Top of INFORMATION GIVEN
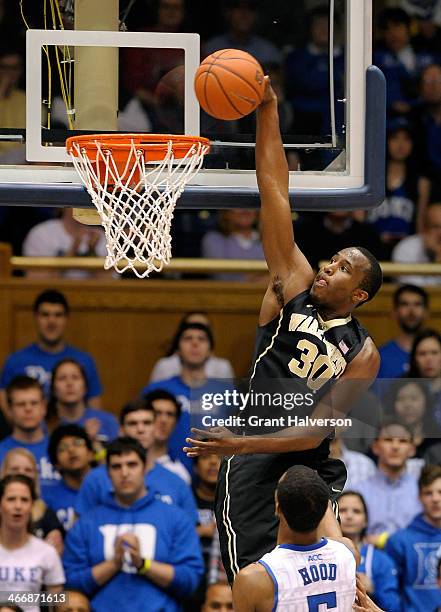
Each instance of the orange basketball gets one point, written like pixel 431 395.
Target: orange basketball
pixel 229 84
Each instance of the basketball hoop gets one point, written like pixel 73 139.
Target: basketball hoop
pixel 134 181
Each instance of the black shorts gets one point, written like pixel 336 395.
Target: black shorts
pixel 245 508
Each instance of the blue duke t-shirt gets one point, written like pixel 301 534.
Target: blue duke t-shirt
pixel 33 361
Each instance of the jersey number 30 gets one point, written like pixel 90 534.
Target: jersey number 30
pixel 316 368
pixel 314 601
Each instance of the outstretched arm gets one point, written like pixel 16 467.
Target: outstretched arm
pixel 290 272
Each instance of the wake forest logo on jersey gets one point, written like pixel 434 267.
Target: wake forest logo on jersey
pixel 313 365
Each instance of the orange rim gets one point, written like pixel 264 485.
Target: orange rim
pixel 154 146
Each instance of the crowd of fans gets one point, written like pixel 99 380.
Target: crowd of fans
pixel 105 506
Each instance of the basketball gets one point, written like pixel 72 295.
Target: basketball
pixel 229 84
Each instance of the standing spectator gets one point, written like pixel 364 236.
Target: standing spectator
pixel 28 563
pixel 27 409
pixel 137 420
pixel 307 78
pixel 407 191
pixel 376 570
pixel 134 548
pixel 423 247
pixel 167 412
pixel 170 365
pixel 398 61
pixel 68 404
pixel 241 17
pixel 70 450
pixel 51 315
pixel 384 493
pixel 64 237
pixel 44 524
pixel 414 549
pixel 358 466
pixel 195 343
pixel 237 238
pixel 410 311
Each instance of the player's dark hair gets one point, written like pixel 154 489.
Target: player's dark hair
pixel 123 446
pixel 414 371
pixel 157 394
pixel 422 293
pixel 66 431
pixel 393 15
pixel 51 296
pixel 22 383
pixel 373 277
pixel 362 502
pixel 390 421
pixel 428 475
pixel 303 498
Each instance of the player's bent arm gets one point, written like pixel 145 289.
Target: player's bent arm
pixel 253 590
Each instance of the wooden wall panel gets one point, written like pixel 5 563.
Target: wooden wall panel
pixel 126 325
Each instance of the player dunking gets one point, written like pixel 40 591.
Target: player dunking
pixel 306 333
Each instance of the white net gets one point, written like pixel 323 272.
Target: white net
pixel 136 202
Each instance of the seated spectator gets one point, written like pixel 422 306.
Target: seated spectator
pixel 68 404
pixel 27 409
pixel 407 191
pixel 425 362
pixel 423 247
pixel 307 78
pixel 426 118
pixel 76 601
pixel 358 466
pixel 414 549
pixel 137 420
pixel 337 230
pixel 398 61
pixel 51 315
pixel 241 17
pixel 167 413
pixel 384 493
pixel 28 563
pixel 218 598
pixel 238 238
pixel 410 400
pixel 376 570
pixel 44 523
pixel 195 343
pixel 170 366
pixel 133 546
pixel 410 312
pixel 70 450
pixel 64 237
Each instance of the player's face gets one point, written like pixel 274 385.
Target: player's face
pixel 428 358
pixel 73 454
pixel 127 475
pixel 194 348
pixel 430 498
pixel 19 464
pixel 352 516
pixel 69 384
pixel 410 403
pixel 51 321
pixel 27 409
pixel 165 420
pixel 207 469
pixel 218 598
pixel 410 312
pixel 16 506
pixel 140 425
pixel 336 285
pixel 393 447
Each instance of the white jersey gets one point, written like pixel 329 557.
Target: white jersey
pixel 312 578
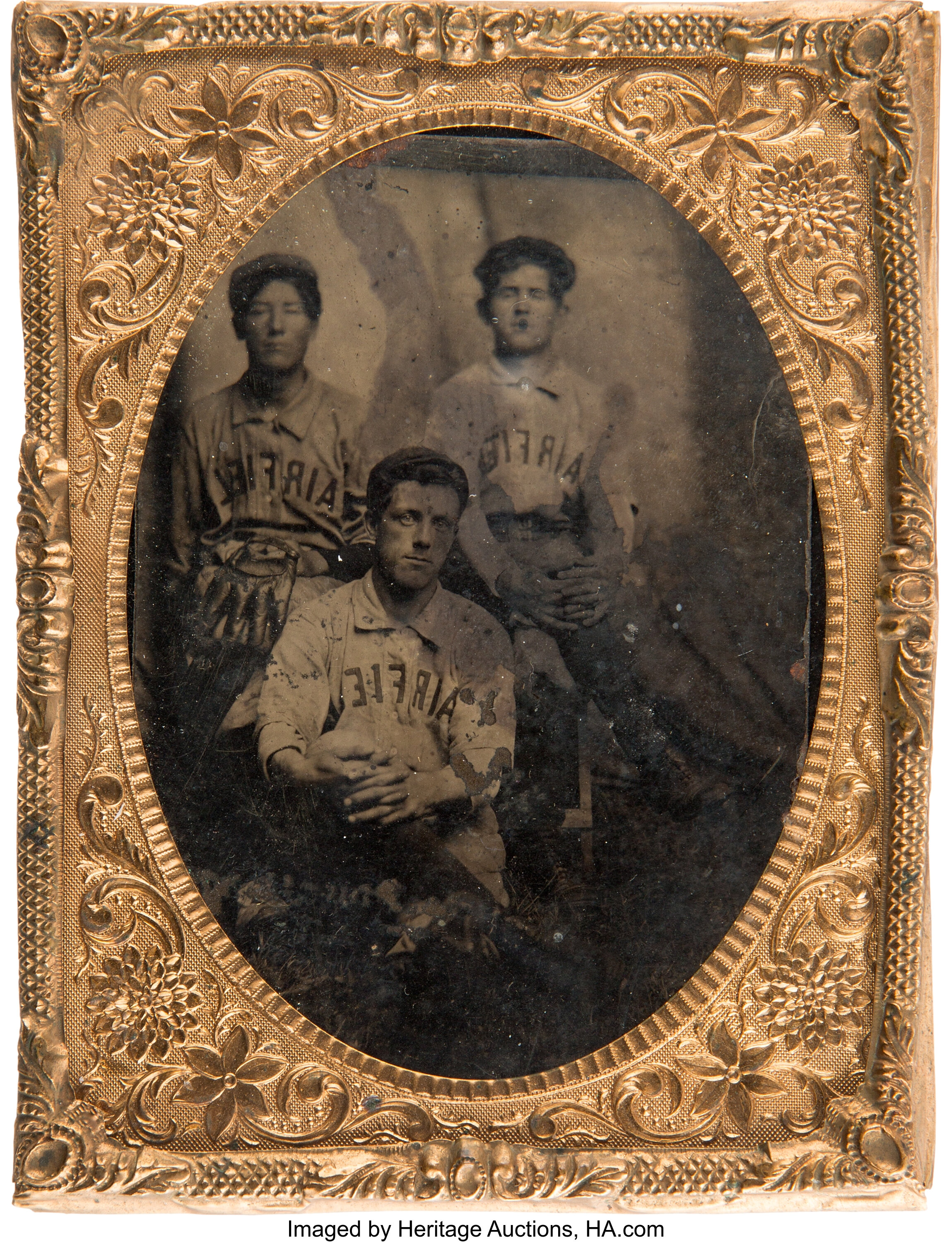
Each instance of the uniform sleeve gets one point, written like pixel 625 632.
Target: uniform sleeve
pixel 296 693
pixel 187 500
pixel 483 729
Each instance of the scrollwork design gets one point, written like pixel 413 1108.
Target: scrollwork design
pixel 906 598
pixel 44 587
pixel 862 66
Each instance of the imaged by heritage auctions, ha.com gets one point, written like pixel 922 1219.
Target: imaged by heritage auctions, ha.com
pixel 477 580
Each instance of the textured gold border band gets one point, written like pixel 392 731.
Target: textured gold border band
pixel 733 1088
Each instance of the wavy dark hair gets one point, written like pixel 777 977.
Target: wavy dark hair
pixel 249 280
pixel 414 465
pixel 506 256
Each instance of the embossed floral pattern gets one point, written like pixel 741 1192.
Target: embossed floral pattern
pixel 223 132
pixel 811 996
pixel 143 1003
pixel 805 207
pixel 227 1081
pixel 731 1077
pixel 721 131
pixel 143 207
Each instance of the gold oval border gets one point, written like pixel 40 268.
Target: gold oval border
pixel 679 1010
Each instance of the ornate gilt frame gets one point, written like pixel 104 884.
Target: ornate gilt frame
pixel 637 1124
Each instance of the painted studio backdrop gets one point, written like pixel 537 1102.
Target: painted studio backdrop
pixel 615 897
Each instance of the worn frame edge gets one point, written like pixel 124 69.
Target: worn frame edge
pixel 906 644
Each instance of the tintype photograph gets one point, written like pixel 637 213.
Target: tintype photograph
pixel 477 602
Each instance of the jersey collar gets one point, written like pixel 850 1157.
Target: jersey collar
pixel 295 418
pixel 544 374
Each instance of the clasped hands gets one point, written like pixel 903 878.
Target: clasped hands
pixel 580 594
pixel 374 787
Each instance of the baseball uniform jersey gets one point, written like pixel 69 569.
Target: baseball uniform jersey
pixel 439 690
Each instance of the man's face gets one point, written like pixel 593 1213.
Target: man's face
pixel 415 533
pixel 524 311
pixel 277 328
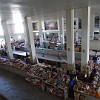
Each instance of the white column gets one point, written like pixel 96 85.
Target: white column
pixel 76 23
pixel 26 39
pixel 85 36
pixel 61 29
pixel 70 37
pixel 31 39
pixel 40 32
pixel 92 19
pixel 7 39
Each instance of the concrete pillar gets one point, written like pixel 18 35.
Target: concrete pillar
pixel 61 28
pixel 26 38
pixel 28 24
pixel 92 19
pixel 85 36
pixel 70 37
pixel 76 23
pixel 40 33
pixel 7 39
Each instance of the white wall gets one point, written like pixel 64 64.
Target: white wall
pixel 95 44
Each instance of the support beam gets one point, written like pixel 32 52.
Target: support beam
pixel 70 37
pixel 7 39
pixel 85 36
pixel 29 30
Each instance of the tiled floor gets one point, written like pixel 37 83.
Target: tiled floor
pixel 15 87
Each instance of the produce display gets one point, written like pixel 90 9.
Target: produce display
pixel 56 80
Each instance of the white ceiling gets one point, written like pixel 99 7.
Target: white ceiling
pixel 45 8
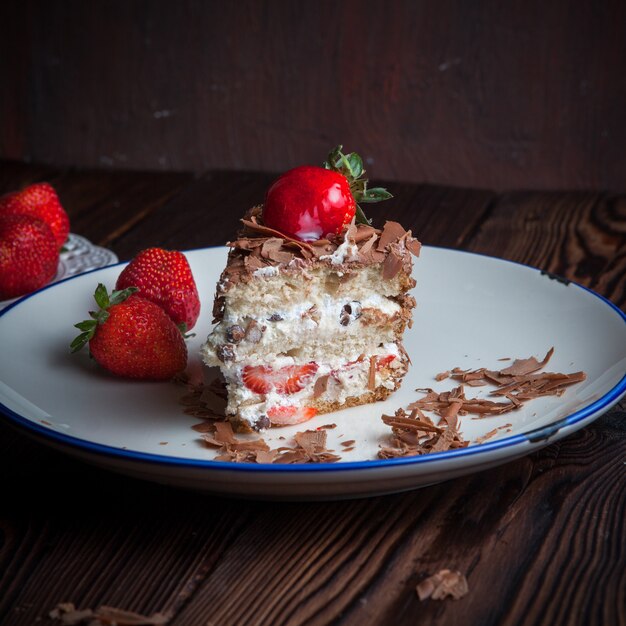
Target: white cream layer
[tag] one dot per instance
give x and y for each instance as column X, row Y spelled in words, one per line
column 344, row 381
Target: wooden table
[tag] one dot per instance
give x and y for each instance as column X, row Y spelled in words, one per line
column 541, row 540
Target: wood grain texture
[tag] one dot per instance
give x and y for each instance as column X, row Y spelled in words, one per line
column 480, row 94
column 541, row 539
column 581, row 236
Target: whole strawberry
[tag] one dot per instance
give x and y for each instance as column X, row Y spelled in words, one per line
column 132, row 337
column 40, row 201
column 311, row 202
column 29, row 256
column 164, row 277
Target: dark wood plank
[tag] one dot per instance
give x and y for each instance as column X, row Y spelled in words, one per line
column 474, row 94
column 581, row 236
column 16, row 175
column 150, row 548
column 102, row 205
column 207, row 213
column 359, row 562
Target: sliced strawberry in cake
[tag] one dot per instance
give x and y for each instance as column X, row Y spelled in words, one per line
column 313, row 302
Bottom of INFORMATION GIVEN
Top of INFORMATION GIVEN
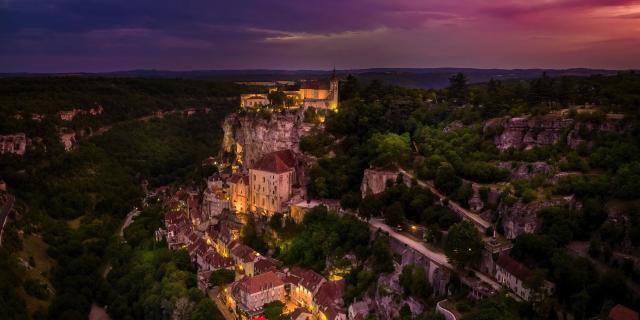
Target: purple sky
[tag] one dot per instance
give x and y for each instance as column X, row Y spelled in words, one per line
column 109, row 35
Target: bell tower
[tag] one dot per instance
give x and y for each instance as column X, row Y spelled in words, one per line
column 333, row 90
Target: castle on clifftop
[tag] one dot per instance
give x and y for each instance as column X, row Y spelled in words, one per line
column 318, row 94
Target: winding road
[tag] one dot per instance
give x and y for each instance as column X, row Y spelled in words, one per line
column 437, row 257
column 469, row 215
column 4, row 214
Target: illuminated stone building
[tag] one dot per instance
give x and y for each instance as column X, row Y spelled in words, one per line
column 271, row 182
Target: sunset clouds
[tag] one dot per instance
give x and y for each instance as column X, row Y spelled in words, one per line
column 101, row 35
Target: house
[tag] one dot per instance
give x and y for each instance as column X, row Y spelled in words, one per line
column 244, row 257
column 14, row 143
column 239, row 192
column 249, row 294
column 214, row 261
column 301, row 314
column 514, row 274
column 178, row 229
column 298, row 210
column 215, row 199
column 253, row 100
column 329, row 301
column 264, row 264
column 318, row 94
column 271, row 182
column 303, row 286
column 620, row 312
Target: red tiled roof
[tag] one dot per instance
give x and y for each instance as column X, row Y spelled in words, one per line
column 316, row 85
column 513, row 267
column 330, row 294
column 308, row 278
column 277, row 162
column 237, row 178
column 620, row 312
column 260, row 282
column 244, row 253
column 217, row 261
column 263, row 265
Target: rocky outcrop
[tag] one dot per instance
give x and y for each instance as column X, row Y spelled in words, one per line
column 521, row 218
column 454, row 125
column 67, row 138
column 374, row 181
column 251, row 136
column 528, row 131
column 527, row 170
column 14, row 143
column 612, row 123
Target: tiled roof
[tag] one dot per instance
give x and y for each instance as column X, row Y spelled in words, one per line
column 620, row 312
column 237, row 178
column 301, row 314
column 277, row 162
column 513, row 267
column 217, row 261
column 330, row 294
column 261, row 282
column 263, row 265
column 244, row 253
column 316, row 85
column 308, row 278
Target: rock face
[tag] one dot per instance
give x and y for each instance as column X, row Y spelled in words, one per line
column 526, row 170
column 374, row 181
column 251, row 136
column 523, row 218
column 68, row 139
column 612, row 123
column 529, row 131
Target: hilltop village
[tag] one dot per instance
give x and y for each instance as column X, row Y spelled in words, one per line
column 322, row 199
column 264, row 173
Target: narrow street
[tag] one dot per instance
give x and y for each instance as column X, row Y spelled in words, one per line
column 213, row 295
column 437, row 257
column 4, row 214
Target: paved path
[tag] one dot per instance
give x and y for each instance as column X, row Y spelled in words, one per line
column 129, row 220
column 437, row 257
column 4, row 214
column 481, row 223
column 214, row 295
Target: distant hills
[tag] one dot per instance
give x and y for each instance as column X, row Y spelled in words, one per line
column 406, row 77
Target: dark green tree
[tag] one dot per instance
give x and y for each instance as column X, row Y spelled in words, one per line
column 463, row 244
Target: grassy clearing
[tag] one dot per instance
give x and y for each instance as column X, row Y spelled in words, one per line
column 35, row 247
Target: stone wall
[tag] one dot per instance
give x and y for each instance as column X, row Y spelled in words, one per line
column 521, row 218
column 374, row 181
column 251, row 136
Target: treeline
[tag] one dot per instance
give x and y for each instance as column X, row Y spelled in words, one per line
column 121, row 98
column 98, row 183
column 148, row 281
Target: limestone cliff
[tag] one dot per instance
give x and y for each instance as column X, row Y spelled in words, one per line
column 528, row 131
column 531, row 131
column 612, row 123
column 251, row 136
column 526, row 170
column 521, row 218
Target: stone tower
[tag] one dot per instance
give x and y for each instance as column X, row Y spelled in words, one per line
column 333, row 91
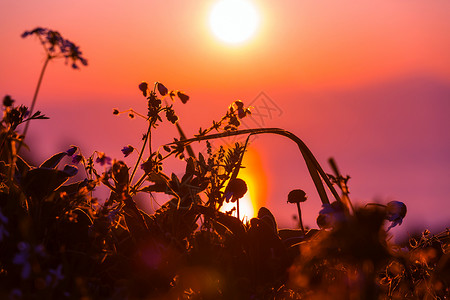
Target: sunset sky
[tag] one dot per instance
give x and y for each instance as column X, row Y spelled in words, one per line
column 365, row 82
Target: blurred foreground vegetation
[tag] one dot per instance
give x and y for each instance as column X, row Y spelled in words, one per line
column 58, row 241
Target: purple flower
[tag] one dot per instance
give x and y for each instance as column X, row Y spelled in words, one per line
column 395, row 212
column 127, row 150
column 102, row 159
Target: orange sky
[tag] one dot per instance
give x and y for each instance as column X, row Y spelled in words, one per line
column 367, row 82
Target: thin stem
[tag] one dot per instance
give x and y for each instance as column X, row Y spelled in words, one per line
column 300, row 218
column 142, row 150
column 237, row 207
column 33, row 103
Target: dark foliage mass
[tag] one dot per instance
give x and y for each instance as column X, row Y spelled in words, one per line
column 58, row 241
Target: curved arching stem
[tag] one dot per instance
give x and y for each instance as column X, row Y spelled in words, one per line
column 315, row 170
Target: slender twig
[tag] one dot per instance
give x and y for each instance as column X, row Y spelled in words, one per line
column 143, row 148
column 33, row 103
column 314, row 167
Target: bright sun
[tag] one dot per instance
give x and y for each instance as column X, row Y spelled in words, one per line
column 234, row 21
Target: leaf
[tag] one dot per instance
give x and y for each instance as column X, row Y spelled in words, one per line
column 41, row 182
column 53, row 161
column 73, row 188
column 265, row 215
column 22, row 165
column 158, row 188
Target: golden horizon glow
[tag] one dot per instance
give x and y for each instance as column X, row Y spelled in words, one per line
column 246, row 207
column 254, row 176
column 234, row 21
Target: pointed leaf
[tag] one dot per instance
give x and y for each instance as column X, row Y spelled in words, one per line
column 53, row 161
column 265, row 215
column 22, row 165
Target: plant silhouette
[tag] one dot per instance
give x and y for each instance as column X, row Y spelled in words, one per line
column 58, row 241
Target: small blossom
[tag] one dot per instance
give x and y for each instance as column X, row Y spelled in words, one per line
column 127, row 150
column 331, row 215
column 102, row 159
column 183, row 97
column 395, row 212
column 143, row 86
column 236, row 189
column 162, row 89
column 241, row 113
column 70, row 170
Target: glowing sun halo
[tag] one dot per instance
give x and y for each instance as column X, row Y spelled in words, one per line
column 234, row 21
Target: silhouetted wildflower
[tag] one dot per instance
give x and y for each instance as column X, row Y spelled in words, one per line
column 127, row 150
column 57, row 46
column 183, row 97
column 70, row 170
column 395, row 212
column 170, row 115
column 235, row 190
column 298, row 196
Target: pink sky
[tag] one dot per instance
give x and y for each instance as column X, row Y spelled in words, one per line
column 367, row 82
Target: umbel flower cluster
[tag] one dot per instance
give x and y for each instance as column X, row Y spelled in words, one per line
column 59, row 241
Bottom of INFORMATION GIVEN
## TASK OBJECTIVE
Reproduce the lines of the entries above from the one with "Each instance of the basketball hoop" to the one with "Each instance of the orange rim", both included, exactly and without any other line.

## ANSWER SPACE
Each instance of the basketball hoop gets one point, written like pixel 73 139.
Target: basketball hoop
pixel 134 181
Each instance of the black shorts gets one point, written like pixel 336 395.
Target: black shorts
pixel 245 508
Each instance of the blue duke t-shirt gets one point, written like pixel 301 534.
Target: blue duke t-shirt
pixel 33 361
Each instance of the jersey number 30 gets one point, written like pixel 90 534.
Target: jersey number 30
pixel 316 368
pixel 314 601
Each instance of the outstretched arm gets one point, written like pixel 16 467.
Target: outstretched arm
pixel 290 272
Each instance of the wake forest logo on jersey gets one point, written like pixel 434 267.
Target: wake forest logo on jersey
pixel 313 365
Each instance of the orange rim gets one point, written like pixel 264 485.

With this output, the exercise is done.